- THE EXERCISE:
Write out, please, the line containing "[tag] honor guard row: a pin per instance" together with all lines after it, up to and including the last one, with no other output.

- INFORMATION SUPPLIED:
-- begin --

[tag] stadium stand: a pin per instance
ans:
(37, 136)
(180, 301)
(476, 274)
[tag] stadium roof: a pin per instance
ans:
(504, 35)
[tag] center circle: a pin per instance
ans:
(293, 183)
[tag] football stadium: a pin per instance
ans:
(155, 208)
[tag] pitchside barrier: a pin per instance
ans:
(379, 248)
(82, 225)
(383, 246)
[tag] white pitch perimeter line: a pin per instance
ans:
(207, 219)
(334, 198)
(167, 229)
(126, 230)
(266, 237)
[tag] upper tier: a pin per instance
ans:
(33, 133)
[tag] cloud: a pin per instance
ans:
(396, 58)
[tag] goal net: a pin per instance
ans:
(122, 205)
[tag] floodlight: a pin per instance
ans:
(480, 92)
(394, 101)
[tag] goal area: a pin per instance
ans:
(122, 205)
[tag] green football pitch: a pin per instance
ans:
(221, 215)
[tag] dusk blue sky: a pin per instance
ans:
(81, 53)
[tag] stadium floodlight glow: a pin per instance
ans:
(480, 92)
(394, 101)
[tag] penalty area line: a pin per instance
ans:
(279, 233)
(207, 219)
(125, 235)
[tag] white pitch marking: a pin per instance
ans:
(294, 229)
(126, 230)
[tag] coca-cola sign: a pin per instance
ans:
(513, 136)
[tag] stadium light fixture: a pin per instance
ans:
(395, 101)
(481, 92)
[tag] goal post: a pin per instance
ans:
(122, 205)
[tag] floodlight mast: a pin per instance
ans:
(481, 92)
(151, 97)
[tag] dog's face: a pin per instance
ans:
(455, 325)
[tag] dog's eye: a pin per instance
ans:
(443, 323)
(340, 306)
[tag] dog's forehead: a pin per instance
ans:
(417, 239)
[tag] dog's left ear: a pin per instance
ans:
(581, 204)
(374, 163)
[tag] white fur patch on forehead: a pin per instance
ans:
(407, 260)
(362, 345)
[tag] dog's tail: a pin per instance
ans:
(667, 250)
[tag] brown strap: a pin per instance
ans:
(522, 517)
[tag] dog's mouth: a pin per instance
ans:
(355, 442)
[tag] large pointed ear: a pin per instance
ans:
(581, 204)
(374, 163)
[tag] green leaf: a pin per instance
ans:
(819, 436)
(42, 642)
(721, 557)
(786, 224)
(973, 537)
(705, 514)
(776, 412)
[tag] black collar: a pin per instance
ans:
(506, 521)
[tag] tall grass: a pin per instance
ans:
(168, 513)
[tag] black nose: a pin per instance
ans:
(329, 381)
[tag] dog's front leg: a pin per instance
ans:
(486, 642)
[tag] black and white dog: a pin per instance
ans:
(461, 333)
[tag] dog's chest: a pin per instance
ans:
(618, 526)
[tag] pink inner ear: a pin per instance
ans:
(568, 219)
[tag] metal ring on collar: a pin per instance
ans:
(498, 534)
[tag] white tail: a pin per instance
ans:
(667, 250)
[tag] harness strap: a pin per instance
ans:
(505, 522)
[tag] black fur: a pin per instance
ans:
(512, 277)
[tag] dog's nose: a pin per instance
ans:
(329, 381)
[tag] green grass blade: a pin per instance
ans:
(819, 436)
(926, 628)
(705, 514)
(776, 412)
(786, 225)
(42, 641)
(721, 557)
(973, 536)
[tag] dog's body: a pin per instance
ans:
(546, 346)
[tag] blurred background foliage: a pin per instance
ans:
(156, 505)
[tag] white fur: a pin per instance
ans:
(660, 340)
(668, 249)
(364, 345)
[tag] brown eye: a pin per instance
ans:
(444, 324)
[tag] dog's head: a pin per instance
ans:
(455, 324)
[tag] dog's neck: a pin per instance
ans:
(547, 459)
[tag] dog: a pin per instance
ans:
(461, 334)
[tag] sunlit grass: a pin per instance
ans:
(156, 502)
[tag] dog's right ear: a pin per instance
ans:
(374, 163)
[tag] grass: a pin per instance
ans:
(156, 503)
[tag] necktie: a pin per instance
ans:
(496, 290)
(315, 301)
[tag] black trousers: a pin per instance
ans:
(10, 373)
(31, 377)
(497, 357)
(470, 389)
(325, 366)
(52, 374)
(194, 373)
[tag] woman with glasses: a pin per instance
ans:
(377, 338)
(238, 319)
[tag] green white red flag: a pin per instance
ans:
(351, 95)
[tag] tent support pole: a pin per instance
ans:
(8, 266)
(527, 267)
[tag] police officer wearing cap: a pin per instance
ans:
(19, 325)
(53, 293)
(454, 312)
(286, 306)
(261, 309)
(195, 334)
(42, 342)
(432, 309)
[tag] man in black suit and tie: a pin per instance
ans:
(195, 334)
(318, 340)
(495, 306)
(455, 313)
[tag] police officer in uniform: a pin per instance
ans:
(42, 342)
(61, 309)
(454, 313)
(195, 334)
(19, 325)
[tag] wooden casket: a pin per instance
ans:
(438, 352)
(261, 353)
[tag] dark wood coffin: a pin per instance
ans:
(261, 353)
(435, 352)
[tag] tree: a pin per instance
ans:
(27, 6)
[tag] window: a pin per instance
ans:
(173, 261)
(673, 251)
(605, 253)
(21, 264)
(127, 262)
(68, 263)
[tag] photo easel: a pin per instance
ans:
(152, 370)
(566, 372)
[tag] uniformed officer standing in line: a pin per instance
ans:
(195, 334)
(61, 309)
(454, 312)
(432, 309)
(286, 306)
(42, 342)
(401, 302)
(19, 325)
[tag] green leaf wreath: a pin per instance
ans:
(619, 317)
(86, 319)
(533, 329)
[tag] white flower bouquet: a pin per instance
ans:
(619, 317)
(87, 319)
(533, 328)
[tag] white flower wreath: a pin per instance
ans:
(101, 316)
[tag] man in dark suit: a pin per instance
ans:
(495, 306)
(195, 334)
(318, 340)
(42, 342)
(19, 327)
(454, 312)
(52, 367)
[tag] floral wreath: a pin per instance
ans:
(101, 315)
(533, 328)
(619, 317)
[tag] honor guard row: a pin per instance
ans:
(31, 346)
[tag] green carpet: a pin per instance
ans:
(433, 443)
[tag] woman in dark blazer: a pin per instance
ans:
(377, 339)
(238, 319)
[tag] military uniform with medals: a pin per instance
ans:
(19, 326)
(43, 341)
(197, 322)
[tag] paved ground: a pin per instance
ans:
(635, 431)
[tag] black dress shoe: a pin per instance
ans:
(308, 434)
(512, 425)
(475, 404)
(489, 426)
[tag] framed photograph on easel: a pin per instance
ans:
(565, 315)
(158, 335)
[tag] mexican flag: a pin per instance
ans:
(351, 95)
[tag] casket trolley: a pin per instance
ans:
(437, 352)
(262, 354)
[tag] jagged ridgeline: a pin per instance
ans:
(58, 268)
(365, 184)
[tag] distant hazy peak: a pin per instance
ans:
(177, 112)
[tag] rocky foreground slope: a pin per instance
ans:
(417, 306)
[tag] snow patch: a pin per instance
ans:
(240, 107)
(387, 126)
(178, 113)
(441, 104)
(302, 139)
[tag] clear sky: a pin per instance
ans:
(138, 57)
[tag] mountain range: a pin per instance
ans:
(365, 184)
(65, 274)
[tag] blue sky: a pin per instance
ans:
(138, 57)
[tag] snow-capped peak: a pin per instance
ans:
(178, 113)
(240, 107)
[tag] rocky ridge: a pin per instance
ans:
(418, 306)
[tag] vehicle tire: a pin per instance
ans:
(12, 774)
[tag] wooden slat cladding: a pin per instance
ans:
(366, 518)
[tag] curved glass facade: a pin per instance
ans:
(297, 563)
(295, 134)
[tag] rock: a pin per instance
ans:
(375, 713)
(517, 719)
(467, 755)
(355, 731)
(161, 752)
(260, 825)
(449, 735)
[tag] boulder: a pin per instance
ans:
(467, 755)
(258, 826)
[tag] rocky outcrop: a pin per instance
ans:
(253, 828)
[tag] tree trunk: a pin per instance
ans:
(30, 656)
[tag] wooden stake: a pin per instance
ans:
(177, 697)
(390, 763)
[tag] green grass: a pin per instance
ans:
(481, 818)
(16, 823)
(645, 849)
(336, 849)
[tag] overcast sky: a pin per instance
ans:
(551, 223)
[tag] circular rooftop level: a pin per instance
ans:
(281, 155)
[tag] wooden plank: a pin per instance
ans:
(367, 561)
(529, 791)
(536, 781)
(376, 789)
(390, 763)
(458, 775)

-- end --

- SOLUTION:
[tag] honor guard row: a pin per instance
ans:
(31, 346)
[tag] green carpet: a pin per instance
ans:
(433, 443)
[tag] woman in dark blazer: a pin per instance
ans:
(377, 339)
(238, 319)
[tag] military uniform with medals: a pin per instance
ans:
(19, 326)
(43, 341)
(197, 322)
[tag] paved ground: a pin per instance
ans:
(635, 431)
[tag] black dress shoe: a pin per instance
ans:
(308, 434)
(512, 425)
(475, 404)
(489, 426)
[tag] framed photograph on easel: a pin per instance
ans:
(565, 315)
(158, 335)
[tag] mexican flag: a pin per instance
ans:
(351, 95)
[tag] casket trolley: a pin per instance
ans:
(437, 352)
(262, 354)
[tag] jagged ridgeline: a pin per instance
ans:
(58, 268)
(365, 184)
[tag] distant hazy peak: a pin per instance
ans:
(177, 112)
[tag] rocky foreground slope: a pin per instance
ans:
(417, 306)
[tag] snow patch: a pin per instance
ans:
(240, 107)
(387, 126)
(178, 113)
(441, 104)
(302, 139)
[tag] clear sky: a pin per instance
ans:
(138, 57)
[tag] mountain range: a pin per instance
ans:
(365, 184)
(65, 274)
[tag] blue sky: a pin per instance
ans:
(138, 57)
[tag] snow-capped peak: a pin per instance
ans:
(178, 113)
(240, 107)
[tag] rocky ridge: a pin per instance
ans:
(418, 306)
[tag] vehicle tire: a pin per instance
ans:
(12, 774)
[tag] wooden slat cladding: a pin per instance
ans:
(366, 518)
[tag] curved glass facade: a pin per instance
ans:
(297, 563)
(295, 134)
[tag] rock: a pin per instance
ans:
(375, 713)
(517, 719)
(467, 755)
(355, 731)
(161, 752)
(260, 825)
(449, 735)
[tag] boulder: a pin per instance
ans:
(467, 755)
(258, 826)
[tag] rocky outcrop: a pin per instance
ans:
(253, 828)
[tag] tree trunk: a pin per instance
ans:
(30, 656)
[tag] wooden stake: a pin per instance
ans:
(177, 697)
(390, 763)
[tag] green grass: a pin per instance
ans:
(481, 818)
(16, 823)
(645, 849)
(336, 849)
[tag] overcast sky: a pin per instance
ans:
(551, 223)
[tag] circular rooftop level: a pin per instance
ans:
(281, 155)
[tag] wooden plank: a pin per instance
ans:
(367, 561)
(529, 791)
(536, 781)
(376, 789)
(390, 763)
(458, 775)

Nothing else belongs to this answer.